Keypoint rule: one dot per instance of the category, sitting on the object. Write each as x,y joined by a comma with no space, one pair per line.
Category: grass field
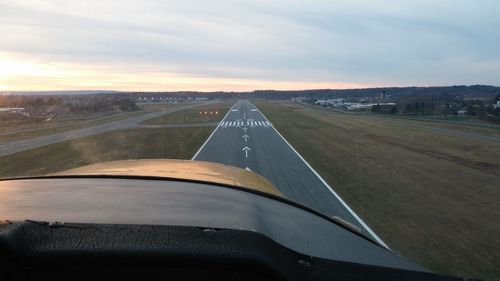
433,197
173,143
23,130
200,114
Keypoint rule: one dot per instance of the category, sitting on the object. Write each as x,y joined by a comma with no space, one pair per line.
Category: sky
247,45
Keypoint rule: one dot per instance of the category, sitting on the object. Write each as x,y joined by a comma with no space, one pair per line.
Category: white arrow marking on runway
246,149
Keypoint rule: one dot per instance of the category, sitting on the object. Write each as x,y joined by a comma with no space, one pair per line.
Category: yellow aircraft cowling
178,169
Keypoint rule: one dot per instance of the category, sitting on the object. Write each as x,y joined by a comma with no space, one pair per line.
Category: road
11,147
246,139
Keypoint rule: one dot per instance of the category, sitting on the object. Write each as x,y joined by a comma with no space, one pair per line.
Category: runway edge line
372,233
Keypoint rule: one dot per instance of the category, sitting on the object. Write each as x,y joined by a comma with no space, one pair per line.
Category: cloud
324,42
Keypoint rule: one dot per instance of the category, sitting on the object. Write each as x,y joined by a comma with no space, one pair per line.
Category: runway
246,139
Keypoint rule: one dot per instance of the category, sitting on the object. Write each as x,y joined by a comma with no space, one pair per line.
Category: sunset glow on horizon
244,46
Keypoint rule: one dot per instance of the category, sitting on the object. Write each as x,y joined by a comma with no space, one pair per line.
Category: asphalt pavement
246,139
11,147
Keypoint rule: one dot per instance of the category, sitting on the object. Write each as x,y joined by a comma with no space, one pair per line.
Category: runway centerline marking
246,149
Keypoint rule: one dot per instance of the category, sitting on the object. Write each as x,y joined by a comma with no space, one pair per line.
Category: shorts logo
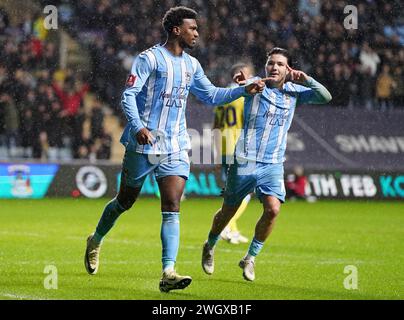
131,80
188,77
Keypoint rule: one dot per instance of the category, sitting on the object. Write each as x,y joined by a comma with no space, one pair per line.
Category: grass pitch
304,258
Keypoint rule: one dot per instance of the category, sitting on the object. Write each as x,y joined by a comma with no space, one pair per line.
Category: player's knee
171,205
126,201
272,211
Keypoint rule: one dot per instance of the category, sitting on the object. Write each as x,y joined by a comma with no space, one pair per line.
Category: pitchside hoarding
95,181
347,154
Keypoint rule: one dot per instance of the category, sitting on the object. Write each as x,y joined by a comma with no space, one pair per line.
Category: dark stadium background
60,124
358,135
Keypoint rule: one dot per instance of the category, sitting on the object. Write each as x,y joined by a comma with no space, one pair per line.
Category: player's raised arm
205,91
141,69
316,93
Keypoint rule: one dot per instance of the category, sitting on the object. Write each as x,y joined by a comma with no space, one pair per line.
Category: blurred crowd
42,107
362,67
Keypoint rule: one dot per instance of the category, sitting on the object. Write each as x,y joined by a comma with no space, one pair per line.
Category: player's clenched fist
144,136
255,87
297,75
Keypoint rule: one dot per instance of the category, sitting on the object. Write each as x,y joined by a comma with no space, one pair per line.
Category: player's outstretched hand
240,78
255,87
144,136
297,76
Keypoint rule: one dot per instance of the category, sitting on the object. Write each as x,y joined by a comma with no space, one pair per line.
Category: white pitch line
21,296
24,234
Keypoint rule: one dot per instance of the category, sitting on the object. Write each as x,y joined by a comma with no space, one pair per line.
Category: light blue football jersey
268,117
156,95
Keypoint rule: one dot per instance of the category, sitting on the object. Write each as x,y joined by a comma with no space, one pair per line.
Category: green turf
304,258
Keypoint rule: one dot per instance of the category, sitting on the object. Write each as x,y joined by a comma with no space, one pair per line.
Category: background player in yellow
229,120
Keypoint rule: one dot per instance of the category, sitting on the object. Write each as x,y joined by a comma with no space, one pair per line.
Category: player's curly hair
175,16
282,52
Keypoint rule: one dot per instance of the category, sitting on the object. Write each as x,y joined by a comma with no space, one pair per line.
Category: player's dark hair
175,16
283,52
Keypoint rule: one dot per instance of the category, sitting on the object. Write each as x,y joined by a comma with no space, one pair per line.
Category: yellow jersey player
229,120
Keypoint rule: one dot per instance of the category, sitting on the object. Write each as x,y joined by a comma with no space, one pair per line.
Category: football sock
213,239
254,249
111,213
170,238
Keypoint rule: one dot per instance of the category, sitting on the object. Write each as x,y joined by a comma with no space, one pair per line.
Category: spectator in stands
384,87
11,122
71,97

----------

[What to do] Once the pictures are removed, return the entries exactly as they stand.

[Exercise answer]
Keypoint rule: one dot per instance of the category, sitting on the object. Write each as x,y joined by a comma with no space, one pair per line.
Category: grass field
433,197
173,143
23,130
200,114
Keypoint rule: one dot per instance of the category, sitting on the object. Write each as x,y joined by a comma with no space, one pair per line.
Category: sky
247,45
Keypoint rule: one dot per instance of the category, sitting on the object. Write each as x,y joined by a comma with no space, one pair per line.
Category: white arrow marking on runway
246,149
Keypoint rule: one dot per instance of the category, sitting on the object. Write each as x,y joined by a comma with no space, one pair per line.
Category: yellow aircraft cowling
178,169
Keypoint rule: one dot per instance of the category, sitting on the object. Write each as x,y joined by a comma with no space, one pair per line.
Category: road
11,147
246,139
Keypoint rule: one dot per instance of the category, sitting on the object. Write each as x,y joined by a comma with no space, one pair per line.
Category: runway edge line
372,233
Keypoint rule: one dot per instance of the category, sitting on the object. Write each as x,y joined by a comma with no space, one pair per line.
Category: cloud
324,42
Keypoint rule: one dot per instance of the category, sitting on the object. Write each as x,y joined by a comma with no space, one pair per line.
Category: runway
246,139
Keypoint rule: one dot per instance of the category, sitting on the object. Write each as x,y joined by a comma with no space, one pair per line.
Category: sunset glow on horizon
244,46
Keypoint rule: one dot per instance of the category, sitting on the object. Write each as x,y joined by a comma with no space, one pair per line.
Category: asphalt pavement
246,139
11,147
Keypoint rule: one dot per instance of the category, sitting on the object. Write each as x,y joined by a comma with no space, one pair per line.
Category: runway centerline marking
246,149
Keypoint rule: one dot per instance of the category, sitting on the object. Write each as x,y joined by a comma with no space, one pair per line.
Category: shorts logo
131,80
188,77
Keypoint rule: one dot per instance of the category, sitting on the object. Write each as x,y joined by a comma with no space, one pair per line.
Category: grass pitch
304,258
Keypoint rule: one dot per instance of the category, sitting on the object. Write each as x,y joined by a comma with no space, one pair per line.
Category: player's knee
171,205
126,201
272,211
Keypoint rule: one dot per instance of the category, sitting on the object. Write each as x,y joined by a comma with no space, one pair per line.
Category: pitchside hoarding
95,181
347,154
Keypoint rule: one dot per instance of the category, sitting on the object. Write each as x,y joined by a comma with no space, one pair per line.
Category: dark stadium background
60,124
358,135
Keypoint rule: one dot per instance of the category, sitting on the object. Write each as x,y joined by a comma with no space, one pair per line.
Category: player's raised arm
205,91
141,69
316,93
Keypoint rule: one dot per instance of the category, sitting on the object. Write each as x,y joined by a comma with no space, one pair per line.
Category: blurred crowd
42,107
362,67
Keypoint rule: one dot per instance of the category, sitting on the object. Write each as x,y joined by a comma with no space, one pair per line.
Category: player's clenched fist
144,136
255,87
297,75
Keypoint rule: one dot per instance of the category, sitting on the object. Write each as x,y joined by a comma with no space, one pair per line.
Category: player's outstretched hand
240,78
255,87
144,136
297,76
Keypoint rule: one dot per instance of the category, sitting on the object. Write each as x,y joined by a comma with no space, one pair per line.
Category: white pitch line
21,296
24,234
Keypoint rule: one dot per instance of the category, sitting on the object. Write each as x,y joined by a comma with no space, one pair per line.
Category: light blue football jersey
268,117
156,95
Keypoint rule: one dot per instance of the category, sitting on the object. Write each as x,y joined by a comma with no space, one pair per line.
Category: green turf
304,258
Keypoint rule: one dot per instance of the category, sitting on the object. Write each as x,y joined by a comma with no space, one pair per line.
Category: background player in yellow
229,120
Keypoint rule: one dot per instance of the category, sitting on the object. Write each as x,y joined by a comma with no space, one pair per line.
Category: player's curly hair
175,16
282,52
Keypoint rule: one dot per instance of the category, sitting on the object. Write each as x,y joined by a comma with no space, one pair per line.
Category: player's dark hair
175,16
283,52
Keypoint rule: one dot per instance of the category, sitting on the object. Write each as x,y joined by a comma with no space, one pair per line.
Category: yellow jersey player
229,120
Keypoint rule: one dot per instance of the category, sitting on the object. Write each as x,y joined by a comma with no space, one pair per line.
Category: football sock
213,239
254,249
111,213
170,238
Keypoint rule: one dot per instance of the category, sitting on the object. Write each as x,y joined by a comma with no space, one pair per line.
Category: spectator in stands
384,87
11,122
71,97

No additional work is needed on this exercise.